= Instructions for the task =
Everything from the line containing "Query: circular stone base" through the last line of the data below should be given again exactly, both end lines included and nothing more.
==========
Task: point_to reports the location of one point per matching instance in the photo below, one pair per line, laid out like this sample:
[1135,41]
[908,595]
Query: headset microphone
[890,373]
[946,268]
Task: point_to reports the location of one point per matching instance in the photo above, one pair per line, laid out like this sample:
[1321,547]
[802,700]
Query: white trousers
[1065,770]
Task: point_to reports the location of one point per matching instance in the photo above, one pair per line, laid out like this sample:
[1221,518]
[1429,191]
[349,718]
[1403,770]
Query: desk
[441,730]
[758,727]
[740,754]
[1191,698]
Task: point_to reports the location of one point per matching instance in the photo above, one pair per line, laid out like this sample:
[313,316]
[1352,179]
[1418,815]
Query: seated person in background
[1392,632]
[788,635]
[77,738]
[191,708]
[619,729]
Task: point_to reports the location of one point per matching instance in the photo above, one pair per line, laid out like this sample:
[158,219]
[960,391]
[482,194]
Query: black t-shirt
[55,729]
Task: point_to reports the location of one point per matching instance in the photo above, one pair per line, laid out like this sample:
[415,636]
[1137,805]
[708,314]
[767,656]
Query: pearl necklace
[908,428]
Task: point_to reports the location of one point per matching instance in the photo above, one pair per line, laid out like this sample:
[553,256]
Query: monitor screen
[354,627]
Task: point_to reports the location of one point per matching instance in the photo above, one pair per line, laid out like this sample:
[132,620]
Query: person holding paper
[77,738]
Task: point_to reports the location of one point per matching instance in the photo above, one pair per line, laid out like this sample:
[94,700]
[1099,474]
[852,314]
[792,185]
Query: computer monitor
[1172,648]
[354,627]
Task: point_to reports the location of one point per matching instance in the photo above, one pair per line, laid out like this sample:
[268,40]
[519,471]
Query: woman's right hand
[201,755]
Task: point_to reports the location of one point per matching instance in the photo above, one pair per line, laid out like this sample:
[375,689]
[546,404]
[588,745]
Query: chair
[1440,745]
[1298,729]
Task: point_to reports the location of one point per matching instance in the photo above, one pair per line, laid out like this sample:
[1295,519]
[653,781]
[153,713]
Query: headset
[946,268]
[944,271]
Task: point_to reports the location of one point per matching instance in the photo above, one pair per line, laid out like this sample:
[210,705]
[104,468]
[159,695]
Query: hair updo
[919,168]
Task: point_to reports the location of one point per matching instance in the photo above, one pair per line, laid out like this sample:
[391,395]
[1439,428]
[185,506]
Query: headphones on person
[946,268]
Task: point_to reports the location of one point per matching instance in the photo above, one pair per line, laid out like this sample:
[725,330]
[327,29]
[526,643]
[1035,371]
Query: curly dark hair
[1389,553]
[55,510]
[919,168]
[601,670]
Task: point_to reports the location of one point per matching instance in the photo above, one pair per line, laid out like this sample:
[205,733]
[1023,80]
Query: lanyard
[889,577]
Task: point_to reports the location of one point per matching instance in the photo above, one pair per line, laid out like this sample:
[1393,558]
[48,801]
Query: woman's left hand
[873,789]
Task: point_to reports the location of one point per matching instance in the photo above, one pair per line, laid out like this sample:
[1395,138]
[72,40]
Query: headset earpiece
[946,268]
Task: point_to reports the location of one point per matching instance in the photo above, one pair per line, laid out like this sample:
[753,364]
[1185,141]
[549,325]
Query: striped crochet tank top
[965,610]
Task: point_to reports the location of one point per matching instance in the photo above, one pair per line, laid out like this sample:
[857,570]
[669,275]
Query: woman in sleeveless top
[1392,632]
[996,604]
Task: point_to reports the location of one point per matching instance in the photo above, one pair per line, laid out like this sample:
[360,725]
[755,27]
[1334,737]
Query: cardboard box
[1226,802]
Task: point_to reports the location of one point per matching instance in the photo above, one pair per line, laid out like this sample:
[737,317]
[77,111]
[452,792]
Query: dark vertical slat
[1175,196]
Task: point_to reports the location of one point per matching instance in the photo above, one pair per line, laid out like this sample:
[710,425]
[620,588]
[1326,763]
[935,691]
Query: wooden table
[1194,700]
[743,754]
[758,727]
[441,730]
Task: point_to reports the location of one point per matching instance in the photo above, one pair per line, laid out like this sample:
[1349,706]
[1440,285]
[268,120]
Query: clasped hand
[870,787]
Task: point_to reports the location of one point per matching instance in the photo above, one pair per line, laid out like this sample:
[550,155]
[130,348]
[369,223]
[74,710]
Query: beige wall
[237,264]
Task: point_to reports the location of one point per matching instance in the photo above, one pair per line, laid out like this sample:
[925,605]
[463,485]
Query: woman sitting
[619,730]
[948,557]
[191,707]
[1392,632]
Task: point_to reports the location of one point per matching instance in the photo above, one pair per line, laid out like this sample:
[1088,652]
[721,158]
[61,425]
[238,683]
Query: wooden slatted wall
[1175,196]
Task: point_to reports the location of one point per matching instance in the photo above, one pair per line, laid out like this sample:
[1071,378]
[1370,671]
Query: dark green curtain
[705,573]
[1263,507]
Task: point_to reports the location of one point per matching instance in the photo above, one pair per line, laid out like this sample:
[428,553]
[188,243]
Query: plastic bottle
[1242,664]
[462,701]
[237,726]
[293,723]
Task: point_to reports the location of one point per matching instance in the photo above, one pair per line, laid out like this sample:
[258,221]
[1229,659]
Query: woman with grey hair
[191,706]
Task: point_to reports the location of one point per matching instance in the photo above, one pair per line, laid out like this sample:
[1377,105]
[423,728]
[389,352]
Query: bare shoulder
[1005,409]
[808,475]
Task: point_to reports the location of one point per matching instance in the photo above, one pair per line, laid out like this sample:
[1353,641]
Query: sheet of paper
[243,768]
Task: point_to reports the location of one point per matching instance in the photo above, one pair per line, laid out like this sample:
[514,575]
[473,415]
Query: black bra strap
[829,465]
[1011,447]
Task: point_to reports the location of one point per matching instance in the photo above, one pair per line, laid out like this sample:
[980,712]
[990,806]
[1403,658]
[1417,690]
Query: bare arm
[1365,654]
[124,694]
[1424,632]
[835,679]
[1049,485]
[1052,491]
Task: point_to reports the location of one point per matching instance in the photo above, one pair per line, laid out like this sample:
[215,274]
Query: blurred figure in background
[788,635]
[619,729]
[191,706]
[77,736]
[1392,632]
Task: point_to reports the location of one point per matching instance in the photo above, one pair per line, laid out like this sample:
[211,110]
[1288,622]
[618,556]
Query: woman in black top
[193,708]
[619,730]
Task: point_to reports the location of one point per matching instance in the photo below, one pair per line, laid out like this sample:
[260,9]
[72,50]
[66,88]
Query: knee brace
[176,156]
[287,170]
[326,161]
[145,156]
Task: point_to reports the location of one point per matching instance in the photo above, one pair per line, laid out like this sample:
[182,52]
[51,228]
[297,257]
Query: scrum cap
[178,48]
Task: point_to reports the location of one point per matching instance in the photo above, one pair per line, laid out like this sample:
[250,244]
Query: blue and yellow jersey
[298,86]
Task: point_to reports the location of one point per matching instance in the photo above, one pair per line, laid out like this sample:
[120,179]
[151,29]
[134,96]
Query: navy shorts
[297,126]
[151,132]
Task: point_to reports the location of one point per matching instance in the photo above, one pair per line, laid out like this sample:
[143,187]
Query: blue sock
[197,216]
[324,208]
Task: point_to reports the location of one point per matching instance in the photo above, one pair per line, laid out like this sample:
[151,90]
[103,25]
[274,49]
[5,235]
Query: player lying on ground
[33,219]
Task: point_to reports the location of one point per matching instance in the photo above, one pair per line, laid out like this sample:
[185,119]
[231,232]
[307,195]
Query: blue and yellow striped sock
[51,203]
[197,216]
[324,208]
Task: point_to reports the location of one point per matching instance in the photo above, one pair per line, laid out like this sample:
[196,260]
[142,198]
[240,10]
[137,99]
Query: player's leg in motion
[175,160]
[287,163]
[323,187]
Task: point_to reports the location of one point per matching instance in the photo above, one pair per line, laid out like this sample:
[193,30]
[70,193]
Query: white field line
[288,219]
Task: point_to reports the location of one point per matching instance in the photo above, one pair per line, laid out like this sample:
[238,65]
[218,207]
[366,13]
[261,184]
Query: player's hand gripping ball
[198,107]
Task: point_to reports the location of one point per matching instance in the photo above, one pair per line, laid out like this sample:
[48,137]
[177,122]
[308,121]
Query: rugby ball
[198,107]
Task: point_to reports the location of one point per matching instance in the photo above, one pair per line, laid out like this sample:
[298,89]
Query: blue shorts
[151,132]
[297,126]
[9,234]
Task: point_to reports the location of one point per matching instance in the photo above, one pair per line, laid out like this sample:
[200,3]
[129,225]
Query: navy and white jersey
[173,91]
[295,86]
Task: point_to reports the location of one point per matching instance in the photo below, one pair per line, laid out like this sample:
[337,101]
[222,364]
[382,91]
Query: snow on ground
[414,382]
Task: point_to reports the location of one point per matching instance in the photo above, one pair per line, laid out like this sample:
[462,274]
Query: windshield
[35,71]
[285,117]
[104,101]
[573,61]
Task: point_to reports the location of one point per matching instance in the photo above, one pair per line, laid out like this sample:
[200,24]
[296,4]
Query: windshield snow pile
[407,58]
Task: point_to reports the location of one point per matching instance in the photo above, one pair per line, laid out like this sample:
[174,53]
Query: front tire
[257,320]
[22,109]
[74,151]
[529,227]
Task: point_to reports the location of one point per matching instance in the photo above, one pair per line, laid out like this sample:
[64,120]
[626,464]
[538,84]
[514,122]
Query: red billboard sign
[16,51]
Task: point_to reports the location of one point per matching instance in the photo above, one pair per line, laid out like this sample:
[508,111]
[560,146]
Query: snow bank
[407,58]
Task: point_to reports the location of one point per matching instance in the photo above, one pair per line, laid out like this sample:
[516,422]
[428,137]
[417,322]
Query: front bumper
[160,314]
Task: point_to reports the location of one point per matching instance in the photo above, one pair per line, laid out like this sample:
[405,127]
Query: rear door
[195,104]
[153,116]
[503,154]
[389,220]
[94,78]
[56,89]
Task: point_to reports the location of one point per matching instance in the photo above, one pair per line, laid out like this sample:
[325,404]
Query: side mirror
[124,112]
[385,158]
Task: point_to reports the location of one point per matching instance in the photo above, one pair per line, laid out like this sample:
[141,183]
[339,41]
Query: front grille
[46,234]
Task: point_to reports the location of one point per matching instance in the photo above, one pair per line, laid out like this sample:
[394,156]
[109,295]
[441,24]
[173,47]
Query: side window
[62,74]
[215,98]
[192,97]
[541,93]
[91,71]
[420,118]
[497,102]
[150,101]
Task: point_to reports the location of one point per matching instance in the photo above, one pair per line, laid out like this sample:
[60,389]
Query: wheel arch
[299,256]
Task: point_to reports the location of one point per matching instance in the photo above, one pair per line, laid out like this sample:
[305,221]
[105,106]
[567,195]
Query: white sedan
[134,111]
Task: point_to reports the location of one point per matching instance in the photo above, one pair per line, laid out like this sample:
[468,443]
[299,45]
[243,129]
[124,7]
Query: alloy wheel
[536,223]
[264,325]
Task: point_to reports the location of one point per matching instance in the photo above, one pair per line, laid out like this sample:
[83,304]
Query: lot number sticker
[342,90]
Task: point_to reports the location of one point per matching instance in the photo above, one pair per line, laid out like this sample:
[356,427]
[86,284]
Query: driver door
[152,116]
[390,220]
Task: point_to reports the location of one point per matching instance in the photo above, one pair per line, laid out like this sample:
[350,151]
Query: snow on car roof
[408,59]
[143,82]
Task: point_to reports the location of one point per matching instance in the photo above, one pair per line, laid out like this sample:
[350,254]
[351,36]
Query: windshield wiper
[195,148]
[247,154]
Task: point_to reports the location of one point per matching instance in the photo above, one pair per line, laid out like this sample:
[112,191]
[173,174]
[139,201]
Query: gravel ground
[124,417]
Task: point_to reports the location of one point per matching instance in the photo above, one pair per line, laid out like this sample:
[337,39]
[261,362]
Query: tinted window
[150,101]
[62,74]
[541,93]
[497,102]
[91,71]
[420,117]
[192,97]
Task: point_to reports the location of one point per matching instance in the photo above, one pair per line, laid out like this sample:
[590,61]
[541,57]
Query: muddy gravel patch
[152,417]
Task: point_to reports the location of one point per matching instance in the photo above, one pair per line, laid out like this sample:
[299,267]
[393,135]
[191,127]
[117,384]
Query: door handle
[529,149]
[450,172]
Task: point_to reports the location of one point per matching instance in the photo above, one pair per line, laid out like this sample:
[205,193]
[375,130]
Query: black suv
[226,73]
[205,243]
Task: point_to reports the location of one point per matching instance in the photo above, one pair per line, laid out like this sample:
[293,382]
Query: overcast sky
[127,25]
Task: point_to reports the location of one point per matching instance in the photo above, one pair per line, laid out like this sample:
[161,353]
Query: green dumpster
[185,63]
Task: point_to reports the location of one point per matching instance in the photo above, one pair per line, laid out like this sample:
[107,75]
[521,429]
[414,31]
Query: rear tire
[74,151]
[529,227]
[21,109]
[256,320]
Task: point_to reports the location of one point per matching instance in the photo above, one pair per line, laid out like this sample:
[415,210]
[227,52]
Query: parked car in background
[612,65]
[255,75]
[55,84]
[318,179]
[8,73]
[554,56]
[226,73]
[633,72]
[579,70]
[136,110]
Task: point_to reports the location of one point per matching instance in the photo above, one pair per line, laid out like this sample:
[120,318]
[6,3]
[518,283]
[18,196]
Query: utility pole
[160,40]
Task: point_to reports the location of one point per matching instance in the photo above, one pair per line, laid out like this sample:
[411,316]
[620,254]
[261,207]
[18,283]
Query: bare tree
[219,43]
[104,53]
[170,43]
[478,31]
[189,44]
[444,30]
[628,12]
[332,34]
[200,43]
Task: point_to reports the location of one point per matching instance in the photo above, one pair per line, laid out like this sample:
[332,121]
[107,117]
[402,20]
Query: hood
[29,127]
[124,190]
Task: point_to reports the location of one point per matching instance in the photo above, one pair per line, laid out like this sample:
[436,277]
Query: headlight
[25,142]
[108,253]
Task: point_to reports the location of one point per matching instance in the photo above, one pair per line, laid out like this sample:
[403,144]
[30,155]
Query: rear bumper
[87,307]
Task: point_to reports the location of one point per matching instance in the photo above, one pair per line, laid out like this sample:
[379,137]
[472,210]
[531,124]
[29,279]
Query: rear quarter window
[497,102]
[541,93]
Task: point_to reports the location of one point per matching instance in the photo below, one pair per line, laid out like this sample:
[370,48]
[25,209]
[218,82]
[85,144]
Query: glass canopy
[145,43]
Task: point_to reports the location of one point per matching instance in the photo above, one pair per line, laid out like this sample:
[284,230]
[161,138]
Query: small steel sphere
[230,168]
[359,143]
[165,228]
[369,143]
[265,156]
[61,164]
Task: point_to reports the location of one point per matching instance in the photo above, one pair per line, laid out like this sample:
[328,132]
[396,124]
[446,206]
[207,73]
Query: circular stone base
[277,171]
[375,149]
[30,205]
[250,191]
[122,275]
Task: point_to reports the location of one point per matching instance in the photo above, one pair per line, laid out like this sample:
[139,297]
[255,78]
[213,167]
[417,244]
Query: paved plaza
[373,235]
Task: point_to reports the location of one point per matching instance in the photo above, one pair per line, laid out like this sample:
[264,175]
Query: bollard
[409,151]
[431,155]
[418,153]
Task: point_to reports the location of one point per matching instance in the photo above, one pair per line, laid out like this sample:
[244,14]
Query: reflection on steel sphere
==========
= Your response =
Query: circular stone base
[277,171]
[375,149]
[30,205]
[250,191]
[122,275]
Task: point_to reports the location of one point per matching instance in the photo above, one pair per line, laid out like this sample:
[139,297]
[255,78]
[213,167]
[417,244]
Query: paved plaza
[373,235]
Task: point_to reports the location of one point per matching instance in the photo above, one pair per line, laid out like this sample:
[264,175]
Query: bollard
[409,151]
[431,155]
[418,153]
Task: point_to reports the location of one point per matching instance in the photo above, one pair per line, laid out like this sample:
[244,14]
Query: reflection on steel sphere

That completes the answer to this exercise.